* [Actions to take]
a - List every year that appears in the section of the quality-of-life scale article headed "Where the scale comes from, and why that matters".
b - Pick up the quality-of-life scale article after its last sentence and continue it.

+++ Study text

Measuring Quality of Life: The HHHHHMM Scale, and How to Use It

Measuring Quality of Life: The HHHHHMM Scale, and How to Use It

D

Dr. Alastair Greenway

MRCVS

15 Jun 202617 min read0 views
Vet reviewedby Claire Greenway, BVM&S MRCVSLast reviewed 14 Jun 2026

When you are watching a pet you love decline, the cruellest part is often how slippery the feeling is. Some mornings you are almost sure. By the afternoon, when they lift their head for you or finish their dinner, you are sure of the opposite. The question of whether their life is still good will not sit still long enough to look at, and the not-knowing is exhausting in itself. What most owners want at this point is not a verdict. It is something to hold: a way to turn an unbearable, shifting feeling into something you can actually look at, week to week, and bring to your vet.

That is exactly what a quality-of-life scale is for. The one used most across the profession is the HHHHHMM scale, created by the veterinary oncologist Dr Alice Villalobos, and this page is about how to use it honestly, dimension by dimension, for your own cat or dog. Let me say the most important thing first, before any of the scoring, because everything else hangs on it. A score is a prompt, not a verdict. It does not decide anything. It organises what you already half-know and gives you and your vet something concrete to talk about. No one can make this decision for you, but you do not have to make it alone, and your vet will help you weigh it. The decision itself, the wider "how will I know," is its own conversation in how will I know when it is time; here I just want to hand you the tool.

Where the scale comes from, and why that matters

The provenance matters, because it tells you the tool is trustworthy rather than something assembled on a blog. Dr Villalobos first published the idea in 2004, in a column titled "Quality of Life Scale Helps Make Final Call," then built the scored table version for her textbook Canine and Feline Geriatric Oncology: Honoring the Human-Animal Bond (Blackwell, 2007), and it was later revised for the 2011 palliative-care and hospice guidelines of the International Veterinary Academy of Pain Management (Villalobos, 2004/2007). She designed it for her "Pawspice" programme, a quality-of-life approach to terminally ill pets that begins at diagnosis and transitions into hospice as the end nears, and the opening line of the scale names its purpose plainly: caregivers can use it "to determine the success of Pawspice care" (Villalobos, 2004/2007). In other words, it was built as a working tool for owners and vets together, to check whether comfort care is doing its job, not as a green light or a red light.

It is also more than a popular handout. When researchers in Italy formally tested its psychometrics in 314 owners (295 of whom completed the scale), all seven dimensions loaded significantly and internal consistency was acceptable, and the authors concluded it is "an accessible and easy-to-understand tool for assessing the QoL of terminal animals" that can help owners avoid regret and guilt afterwards (Testoni et al., 2023). It is fair to say it has been validated in one sample; it is not fair to say it has been "proven" in the sense of a clinical-outcome trial, and the statistical fit was good only after two technical adjustments (Testoni et al., 2023). But for a frightened owner who wants to know this is a real instrument rather than something invented, that is the reassurance: it holds up.

++++++
+++ Extracted information

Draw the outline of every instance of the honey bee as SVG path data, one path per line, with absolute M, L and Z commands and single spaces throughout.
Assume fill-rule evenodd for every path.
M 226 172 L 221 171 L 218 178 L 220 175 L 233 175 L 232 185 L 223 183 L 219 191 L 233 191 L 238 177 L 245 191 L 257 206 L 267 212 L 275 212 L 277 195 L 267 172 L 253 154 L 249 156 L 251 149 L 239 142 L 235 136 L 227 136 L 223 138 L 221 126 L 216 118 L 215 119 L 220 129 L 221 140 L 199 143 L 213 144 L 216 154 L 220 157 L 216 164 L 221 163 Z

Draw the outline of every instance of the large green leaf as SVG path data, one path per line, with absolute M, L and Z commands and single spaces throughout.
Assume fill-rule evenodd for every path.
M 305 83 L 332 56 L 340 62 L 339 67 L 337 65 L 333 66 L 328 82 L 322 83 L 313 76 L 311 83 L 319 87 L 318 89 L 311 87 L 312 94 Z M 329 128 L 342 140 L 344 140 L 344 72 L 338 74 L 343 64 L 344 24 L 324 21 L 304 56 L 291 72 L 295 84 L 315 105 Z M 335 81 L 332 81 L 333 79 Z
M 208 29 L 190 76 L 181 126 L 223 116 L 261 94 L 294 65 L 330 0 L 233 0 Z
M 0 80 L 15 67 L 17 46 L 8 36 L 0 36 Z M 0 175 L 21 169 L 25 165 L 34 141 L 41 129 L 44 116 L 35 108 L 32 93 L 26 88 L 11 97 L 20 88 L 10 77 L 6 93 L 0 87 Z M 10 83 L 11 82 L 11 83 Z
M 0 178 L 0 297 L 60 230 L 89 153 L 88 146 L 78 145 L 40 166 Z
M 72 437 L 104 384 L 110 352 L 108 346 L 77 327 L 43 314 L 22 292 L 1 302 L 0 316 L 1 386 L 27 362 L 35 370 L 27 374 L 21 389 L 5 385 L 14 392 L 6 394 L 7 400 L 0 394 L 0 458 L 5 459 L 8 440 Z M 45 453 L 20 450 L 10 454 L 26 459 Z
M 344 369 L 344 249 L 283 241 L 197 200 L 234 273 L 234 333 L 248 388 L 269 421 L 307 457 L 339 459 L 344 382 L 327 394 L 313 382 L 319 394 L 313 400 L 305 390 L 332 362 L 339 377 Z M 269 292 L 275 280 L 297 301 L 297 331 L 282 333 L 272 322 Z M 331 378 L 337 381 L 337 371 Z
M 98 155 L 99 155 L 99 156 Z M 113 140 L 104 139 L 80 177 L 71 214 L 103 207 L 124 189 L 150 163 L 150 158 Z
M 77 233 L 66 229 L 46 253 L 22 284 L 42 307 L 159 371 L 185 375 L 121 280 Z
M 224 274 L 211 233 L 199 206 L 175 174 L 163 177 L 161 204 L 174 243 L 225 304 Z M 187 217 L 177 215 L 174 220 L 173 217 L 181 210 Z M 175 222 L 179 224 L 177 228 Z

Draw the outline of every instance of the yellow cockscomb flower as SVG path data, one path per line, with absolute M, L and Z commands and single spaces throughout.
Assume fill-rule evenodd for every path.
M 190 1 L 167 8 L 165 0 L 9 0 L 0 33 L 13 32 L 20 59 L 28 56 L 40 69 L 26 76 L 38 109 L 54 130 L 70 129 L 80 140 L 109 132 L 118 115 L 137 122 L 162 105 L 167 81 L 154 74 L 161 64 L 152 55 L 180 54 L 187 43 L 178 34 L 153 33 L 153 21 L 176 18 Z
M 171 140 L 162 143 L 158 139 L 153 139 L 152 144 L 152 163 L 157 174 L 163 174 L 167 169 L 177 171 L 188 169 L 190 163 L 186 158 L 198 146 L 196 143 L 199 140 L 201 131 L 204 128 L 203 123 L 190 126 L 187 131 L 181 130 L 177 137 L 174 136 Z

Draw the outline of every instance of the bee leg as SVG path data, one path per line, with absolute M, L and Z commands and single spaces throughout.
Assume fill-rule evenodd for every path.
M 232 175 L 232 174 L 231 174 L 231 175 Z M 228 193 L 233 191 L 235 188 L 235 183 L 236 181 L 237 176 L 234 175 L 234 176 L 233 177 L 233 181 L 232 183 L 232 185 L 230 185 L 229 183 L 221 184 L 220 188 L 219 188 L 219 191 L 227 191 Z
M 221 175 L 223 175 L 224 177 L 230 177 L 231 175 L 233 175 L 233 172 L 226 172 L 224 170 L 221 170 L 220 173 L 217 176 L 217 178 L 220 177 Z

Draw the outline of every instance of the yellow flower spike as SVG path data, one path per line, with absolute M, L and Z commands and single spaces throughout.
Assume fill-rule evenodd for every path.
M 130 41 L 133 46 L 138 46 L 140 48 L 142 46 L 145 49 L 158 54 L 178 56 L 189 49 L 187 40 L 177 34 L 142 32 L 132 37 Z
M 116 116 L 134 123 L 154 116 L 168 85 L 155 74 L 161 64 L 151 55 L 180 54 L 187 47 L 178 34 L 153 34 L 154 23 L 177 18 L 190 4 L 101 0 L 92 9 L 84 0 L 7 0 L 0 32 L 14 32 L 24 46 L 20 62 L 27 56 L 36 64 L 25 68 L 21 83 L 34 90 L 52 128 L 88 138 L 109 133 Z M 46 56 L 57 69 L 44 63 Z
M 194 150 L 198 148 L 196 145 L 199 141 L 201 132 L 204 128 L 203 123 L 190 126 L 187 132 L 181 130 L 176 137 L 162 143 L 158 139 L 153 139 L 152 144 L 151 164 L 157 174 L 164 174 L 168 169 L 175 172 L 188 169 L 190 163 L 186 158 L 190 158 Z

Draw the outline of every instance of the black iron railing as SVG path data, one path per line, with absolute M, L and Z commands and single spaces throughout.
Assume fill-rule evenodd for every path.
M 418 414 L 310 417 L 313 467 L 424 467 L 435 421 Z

++++++

* [Responses in order]
a - 2004, 2007, 2011, 2023

b -
The seven dimensions, in plain terms

HHHHHMM is an acronym for the seven things it asks you to look at: Hurt, Hunger, Hydration, Hygiene, Happiness, Mobility, and More good days than bad (Villalobos, 2004/2007). You score each one from 0 to 10, with 10 being ideal, and the original document takes a total over 35 (out of 70) as representing an acceptable quality of life to continue with hospice care (Villalobos, 2004/2007). You will see slight variations in reputable places: VCA, for instance, paraphrases the range as "1 to 10, with 10 being the best" and adds the working rule of thumb that "a score above 5 in each category, or an overall score greater than 35, suggests that the dog's quality of life is acceptable" (VCA, n.d.). Treat 0 to 10 as the original and "above 5 per category" as a useful informal check, and treat neither number as a hard line. Let me take the seven in turn, with the actual things the scale asks, translated into what they look like across a kitchen and a cat tree.

Hurt comes first, and deliberately so. The scale asks whether pain is well managed, whether the pet can breathe properly, and whether oxygen support is needed, and it states outright that "trouble breathing outweighs all concerns" (Villalobos, 2004/2007). Hold onto that: laboured or distressed breathing is weighted above everything else here, and is a reason to phone the vet today regardless of any total. Pain is harder, because cats and many dogs are masters at hiding it. The deep work of spotting masked pain, including the validated Feline Grimace Scale for cats, belongs to spotting pain in a pet who hides it, and it is worth reading; here, just score honestly whether the pain plan your vet has given you is genuinely working.

Hunger asks whether the pet is eating enough, whether hand-feeding helps, and whether a feeding tube is needed (Villalobos, 2004/2007). For a dog, the signal is often turning down food they would once have mugged you for. For a cat, it can be subtler: sitting at the bowl but not eating, or eating only if you warm the food and offer it from your hand. The eating and drinking changes of the final weeks, and when to stop pushing food, are owned by appetite, hydration and the final weeks; here you are simply marking where things stand.

Hydration asks whether the pet is dehydrated, and notes that for pets not drinking enough, vets can supplement with fluids given under the skin at home (Villalobos, 2004/2007). I will not teach that technique here, partly because your vet should show you on your own pet, and the practicalities live in the appetite-and-hydration piece above. Score it simply: are they keeping themselves hydrated, or is it becoming a daily struggle?

Hygiene asks whether the pet can be kept clean, particularly after toileting, and whether pressure sores are being prevented with soft bedding and clean wounds (Villalobos, 2004/2007). This dimension carries a quiet emotional weight, because dignity matters to us on their behalf. For a cat, watch the coat: a once-fastidious cat with a greasy, matted, ungroomed look is telling you something, because grooming is one of the first things a cat lets go when it feels unwell. For a dog, the signal is often soiling they can no longer move away from.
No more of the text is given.